Data for analysis:
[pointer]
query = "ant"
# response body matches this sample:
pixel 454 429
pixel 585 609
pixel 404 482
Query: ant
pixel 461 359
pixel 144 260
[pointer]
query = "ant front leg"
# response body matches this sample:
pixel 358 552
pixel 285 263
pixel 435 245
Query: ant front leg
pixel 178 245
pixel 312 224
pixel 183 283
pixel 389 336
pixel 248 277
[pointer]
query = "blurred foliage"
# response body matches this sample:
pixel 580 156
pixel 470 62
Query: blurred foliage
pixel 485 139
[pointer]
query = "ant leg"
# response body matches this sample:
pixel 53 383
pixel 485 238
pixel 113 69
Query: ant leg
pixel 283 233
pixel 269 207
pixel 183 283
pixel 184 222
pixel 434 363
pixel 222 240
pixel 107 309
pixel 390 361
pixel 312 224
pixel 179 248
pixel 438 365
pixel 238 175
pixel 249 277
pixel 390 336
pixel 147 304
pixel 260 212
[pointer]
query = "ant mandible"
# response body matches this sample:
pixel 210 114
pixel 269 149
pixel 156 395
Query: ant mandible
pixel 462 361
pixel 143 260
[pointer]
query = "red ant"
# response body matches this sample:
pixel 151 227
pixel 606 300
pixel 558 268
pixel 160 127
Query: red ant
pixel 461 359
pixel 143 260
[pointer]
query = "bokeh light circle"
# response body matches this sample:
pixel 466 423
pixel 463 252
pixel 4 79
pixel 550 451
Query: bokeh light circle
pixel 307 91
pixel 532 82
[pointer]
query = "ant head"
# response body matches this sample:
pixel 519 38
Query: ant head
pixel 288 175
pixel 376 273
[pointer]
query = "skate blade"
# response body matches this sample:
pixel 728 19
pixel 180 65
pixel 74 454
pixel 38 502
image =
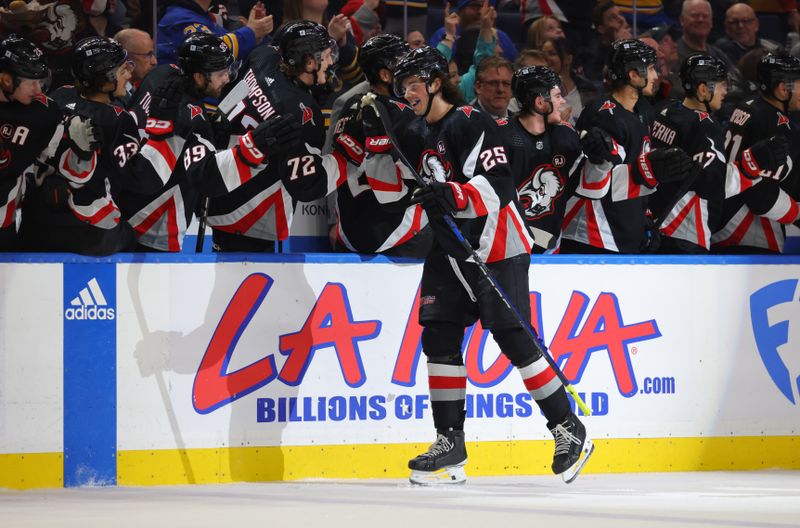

Work order: Reproduce the material word for word. Skip every picture it holds.

Answer space:
[pointer]
query = "ant"
# response body matches this sample:
pixel 454 429
pixel 585 609
pixel 404 482
Query: ant
pixel 461 359
pixel 144 260
[pointer]
query = "ant front leg"
# response body matches this sample:
pixel 358 552
pixel 285 263
pixel 435 245
Query: ant front leg
pixel 178 245
pixel 312 224
pixel 183 283
pixel 389 336
pixel 248 277
[pointer]
query = "blurred foliage"
# response body matches this sample:
pixel 580 156
pixel 470 62
Query: blurred foliage
pixel 485 139
[pointer]
query = "ant leg"
# response body matches this sample:
pixel 53 383
pixel 485 238
pixel 113 69
Query: ant leg
pixel 283 233
pixel 269 207
pixel 183 283
pixel 184 222
pixel 434 363
pixel 222 240
pixel 107 309
pixel 390 361
pixel 312 224
pixel 179 248
pixel 438 365
pixel 238 175
pixel 249 277
pixel 390 336
pixel 147 304
pixel 260 212
[pointer]
query = "ant mandible"
# response body matches this sample:
pixel 210 114
pixel 269 149
pixel 156 395
Query: ant mandible
pixel 462 361
pixel 143 260
[pointer]
query = "red ant"
# response body matches this sample:
pixel 151 227
pixel 606 300
pixel 558 268
pixel 160 127
Query: red ant
pixel 461 359
pixel 143 260
[pointer]
query = "bokeh light circle"
# response body matches this sample:
pixel 466 423
pixel 463 252
pixel 4 79
pixel 550 451
Query: bokeh light circle
pixel 307 91
pixel 532 82
[pointer]
query = "ant head"
# response body matches this sample:
pixel 519 38
Query: ant head
pixel 288 175
pixel 376 273
[pointer]
query = "skate blade"
# response body matches this sample:
pixel 728 19
pixel 180 65
pixel 74 454
pixel 38 502
image =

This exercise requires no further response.